* **Record extracts**
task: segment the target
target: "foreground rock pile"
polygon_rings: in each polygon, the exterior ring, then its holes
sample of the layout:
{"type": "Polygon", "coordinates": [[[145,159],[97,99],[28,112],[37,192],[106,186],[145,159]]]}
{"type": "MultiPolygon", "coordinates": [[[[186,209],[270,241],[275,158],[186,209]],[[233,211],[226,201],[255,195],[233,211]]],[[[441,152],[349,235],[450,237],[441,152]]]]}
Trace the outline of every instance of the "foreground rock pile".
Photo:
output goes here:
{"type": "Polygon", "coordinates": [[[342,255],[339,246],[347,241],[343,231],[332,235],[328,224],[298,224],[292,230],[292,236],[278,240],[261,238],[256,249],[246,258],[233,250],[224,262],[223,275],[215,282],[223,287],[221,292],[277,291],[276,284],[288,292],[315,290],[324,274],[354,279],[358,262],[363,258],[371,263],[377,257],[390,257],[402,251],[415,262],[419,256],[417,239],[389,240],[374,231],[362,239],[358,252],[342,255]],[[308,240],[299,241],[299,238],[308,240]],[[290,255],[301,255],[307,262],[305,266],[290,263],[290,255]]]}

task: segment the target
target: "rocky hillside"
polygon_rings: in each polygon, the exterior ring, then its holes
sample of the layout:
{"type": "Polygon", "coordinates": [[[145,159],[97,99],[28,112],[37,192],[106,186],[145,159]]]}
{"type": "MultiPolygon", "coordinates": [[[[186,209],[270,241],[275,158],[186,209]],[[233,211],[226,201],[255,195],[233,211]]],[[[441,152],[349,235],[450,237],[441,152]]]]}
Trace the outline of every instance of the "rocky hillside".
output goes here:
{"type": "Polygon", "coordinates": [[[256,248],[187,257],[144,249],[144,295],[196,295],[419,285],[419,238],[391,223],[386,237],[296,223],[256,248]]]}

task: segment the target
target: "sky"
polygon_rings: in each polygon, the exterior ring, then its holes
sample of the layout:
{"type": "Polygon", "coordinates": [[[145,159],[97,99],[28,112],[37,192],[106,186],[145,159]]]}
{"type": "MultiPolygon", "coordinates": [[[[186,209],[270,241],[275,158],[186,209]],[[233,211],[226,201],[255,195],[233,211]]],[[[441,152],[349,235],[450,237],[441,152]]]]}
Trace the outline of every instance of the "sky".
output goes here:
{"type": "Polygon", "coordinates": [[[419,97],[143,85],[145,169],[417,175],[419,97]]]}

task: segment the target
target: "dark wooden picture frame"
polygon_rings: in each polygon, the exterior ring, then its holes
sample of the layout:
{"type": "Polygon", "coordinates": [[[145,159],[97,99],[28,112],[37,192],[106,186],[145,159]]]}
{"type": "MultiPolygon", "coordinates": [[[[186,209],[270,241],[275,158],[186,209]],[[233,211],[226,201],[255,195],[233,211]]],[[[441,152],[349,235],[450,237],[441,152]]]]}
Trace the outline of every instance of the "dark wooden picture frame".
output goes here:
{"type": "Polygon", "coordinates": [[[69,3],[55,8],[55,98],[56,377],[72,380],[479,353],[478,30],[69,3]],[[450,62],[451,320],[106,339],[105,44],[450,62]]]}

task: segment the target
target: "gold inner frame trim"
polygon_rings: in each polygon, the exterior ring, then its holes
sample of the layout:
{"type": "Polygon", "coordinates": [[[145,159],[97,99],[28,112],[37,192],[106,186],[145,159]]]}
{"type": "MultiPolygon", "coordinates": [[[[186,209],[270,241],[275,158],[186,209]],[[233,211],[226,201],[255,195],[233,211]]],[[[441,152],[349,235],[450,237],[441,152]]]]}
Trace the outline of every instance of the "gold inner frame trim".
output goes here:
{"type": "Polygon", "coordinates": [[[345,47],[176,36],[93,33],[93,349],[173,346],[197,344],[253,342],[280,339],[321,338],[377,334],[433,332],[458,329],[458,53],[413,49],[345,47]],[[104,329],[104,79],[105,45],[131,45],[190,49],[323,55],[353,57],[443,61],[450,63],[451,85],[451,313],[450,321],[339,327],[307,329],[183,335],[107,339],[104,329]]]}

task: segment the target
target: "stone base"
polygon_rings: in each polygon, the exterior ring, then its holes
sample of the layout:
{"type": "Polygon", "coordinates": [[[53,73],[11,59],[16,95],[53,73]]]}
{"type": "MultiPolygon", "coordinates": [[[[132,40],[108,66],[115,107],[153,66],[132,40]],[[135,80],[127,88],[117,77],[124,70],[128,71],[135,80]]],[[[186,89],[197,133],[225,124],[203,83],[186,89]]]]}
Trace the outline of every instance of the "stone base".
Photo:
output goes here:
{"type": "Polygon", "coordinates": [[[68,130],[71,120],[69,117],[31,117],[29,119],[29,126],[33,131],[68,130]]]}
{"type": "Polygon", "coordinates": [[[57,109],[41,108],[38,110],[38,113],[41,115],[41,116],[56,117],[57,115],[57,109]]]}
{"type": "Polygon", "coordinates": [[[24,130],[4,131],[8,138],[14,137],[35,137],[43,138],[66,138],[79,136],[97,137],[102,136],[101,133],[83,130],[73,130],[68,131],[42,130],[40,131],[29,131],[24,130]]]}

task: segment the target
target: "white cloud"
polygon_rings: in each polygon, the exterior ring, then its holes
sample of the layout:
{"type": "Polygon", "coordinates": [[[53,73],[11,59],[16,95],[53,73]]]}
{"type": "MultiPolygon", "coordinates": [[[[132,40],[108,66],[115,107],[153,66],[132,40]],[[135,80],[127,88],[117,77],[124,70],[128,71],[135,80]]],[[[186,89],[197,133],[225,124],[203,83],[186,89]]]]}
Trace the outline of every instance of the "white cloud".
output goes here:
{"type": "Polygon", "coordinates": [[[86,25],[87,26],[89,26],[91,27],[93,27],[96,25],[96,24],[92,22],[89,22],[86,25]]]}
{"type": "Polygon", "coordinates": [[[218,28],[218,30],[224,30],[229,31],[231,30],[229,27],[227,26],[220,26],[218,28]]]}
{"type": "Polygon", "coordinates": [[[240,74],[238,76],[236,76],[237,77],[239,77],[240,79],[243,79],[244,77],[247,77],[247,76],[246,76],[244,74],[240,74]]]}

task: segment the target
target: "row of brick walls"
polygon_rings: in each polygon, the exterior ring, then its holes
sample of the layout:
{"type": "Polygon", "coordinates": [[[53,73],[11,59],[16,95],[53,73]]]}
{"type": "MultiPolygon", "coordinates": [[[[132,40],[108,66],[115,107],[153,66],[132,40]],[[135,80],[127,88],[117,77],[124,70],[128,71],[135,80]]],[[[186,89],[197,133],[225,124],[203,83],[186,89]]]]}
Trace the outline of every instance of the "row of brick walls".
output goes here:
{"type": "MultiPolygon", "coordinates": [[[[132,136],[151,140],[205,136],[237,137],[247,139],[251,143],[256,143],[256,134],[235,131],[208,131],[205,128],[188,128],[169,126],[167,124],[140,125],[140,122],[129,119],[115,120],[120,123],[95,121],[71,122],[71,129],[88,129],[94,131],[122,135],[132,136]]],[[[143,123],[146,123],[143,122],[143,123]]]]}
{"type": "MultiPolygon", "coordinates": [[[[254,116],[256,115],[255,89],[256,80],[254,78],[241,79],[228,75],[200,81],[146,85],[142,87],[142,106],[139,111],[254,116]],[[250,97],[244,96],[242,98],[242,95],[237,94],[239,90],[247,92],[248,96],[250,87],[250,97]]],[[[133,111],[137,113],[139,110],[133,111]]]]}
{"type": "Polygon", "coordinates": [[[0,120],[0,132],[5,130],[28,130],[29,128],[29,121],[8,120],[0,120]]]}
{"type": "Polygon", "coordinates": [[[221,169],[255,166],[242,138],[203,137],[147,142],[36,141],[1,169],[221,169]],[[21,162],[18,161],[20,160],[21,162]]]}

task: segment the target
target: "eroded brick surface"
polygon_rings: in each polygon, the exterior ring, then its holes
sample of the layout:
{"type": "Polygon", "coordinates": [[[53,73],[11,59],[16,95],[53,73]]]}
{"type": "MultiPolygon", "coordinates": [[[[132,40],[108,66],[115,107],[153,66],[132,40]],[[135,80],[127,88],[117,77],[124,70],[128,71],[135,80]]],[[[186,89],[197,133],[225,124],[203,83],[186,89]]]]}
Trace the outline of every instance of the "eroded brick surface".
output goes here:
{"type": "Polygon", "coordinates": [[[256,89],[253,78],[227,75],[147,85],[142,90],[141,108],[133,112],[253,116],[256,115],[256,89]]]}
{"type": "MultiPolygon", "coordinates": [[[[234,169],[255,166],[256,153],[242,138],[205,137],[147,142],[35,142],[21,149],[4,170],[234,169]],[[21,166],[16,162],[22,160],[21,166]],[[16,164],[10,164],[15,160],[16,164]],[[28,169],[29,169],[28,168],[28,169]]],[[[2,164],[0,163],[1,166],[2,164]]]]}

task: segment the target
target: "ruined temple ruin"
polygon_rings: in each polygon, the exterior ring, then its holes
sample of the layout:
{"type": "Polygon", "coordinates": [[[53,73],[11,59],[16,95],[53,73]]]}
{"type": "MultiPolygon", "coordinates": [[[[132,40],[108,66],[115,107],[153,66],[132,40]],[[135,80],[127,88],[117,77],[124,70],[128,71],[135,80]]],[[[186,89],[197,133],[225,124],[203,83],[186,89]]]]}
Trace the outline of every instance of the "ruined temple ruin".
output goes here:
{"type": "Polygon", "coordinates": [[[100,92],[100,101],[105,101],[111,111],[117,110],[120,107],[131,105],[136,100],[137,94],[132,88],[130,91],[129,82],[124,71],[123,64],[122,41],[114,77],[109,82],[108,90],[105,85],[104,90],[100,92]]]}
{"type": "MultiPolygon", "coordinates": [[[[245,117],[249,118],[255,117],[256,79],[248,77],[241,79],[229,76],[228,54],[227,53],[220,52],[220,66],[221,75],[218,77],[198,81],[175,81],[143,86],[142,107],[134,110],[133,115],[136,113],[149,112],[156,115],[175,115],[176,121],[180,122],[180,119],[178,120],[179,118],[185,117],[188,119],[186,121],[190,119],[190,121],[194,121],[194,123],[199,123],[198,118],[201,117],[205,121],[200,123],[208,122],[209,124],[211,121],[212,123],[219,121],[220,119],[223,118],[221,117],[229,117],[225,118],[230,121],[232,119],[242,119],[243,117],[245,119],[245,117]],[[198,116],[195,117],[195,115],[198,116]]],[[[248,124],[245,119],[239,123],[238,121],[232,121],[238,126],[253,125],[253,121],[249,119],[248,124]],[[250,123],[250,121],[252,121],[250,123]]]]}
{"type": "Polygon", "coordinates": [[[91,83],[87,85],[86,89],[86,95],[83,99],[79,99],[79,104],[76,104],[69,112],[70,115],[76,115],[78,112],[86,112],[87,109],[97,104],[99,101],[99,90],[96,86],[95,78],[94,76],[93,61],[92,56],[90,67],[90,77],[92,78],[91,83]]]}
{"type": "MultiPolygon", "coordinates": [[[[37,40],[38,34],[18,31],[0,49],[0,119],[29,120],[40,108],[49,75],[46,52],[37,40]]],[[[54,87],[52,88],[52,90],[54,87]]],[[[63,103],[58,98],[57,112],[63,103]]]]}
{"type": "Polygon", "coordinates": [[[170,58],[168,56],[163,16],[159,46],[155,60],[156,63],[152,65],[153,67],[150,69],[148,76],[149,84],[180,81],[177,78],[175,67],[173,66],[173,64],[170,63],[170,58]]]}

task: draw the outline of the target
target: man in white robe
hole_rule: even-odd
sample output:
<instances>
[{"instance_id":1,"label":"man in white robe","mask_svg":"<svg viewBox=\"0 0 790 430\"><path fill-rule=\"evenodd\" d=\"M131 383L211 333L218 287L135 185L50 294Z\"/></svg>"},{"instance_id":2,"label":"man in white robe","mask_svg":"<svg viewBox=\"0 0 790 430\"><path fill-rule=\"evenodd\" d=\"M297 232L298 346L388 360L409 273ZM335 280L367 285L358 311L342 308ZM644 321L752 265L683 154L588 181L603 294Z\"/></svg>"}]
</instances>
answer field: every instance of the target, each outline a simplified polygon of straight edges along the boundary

* **What you should do**
Copy everything in the entries above, from the line containing "task: draw the outline of the target" down to the end of the entries, with both ends included.

* **Completed exercise**
task: draw the outline of the target
target: man in white robe
hole_rule: even-odd
sample output:
<instances>
[{"instance_id":1,"label":"man in white robe","mask_svg":"<svg viewBox=\"0 0 790 430\"><path fill-rule=\"evenodd\" d=\"M131 383L211 333L218 287L135 185L50 294Z\"/></svg>"},{"instance_id":2,"label":"man in white robe","mask_svg":"<svg viewBox=\"0 0 790 430\"><path fill-rule=\"evenodd\" d=\"M297 232L298 346L388 360L409 273ZM335 280L367 285L358 311L342 308ZM644 321L752 265L683 154L588 181L603 294Z\"/></svg>"}]
</instances>
answer field: every instance of the target, each outline a simplified polygon of straight edges along the boundary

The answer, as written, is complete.